GIVEN PASSAGE:
The B & A PIPELINE CO., Plaintiff,
v.
Steve DORNEY, d/b/a SCD Production Co., Intervenor-Plaintiff-Appellant,
v.
ENSERCH CORPORATION, d/b/a Lone Star Gas Co., The B & A
Pipeline Co., and Atlantic Richfield Co.,
Defendants-Appellees.

Nos. 89-2119, 89-2670.

United States Court of Appeals,
Fifth Circuit.

July 6, 1990.
Rehearing Denied Aug. 14, 1990.

Michael G. Carroll, Otis Carroll, Ireland, Carroll & Kelley, Tyler, Tex., for Steve Dorney.

Jack Pew, Jr., Jackson, Walker, Winstead, Cantrell & Miller, Dallas, Tex., for Enserch Corp.

Larry D. Carlson, Ronald L. Palmer, Baker & Botts, Dallas, Tex., Rex A. Nichols, Nichols, Bailey & Watson, Longview, Tex., for B & A Pipeline and Atlantic Richfield.

Appeal from the United States District Court for the Eastern District of Texas.

Before WISDOM, JOHNSON, and DUHE, Circuit Judges.

WISDOM, Circuit Judge:

* We AFFIRM the district court's grant of summary judgment but REMAND the case for appropriate modification of the court's injunction.

TASKS FOR THIS EXERCISE:
(A) Recast the paragraph in the court opinion beginning "Larry D. Carlson" as a short list, keeping its main facts.
(B) In the court opinion, take the part that opens with the words containing "The B & A PIPELINE" and closes with "Nos. 89-2119, 89-2670.", and change "Defendants-Appellees" to "Defendants-Respondents".
The material after this court opinion isn't needed.

COLLECTED MATERIAL:
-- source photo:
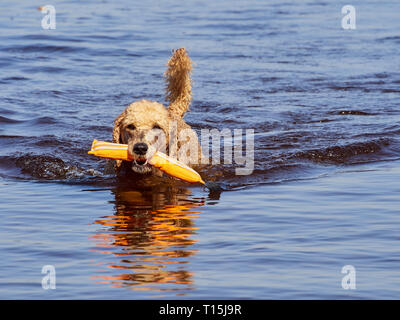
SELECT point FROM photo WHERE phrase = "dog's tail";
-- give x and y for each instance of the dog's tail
(179, 87)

OUTPUTS FOR THE TASKS:
(A)
Counsel for B & A Pipeline and Atlantic Richfield:
- Larry D. Carlson and Ronald L. Palmer, Baker & Botts, Dallas, Tex.
- Rex A. Nichols, Nichols, Bailey & Watson, Longview, Tex.

(B)
The B & A PIPELINE CO., Plaintiff,
v.
Steve DORNEY, d/b/a SCD Production Co., Intervenor-Plaintiff-Appellant,
v.
ENSERCH CORPORATION, d/b/a Lone Star Gas Co., The B & A
Pipeline Co., and Atlantic Richfield Co.,
Defendants-Respondents.

Nos. 89-2119, 89-2670.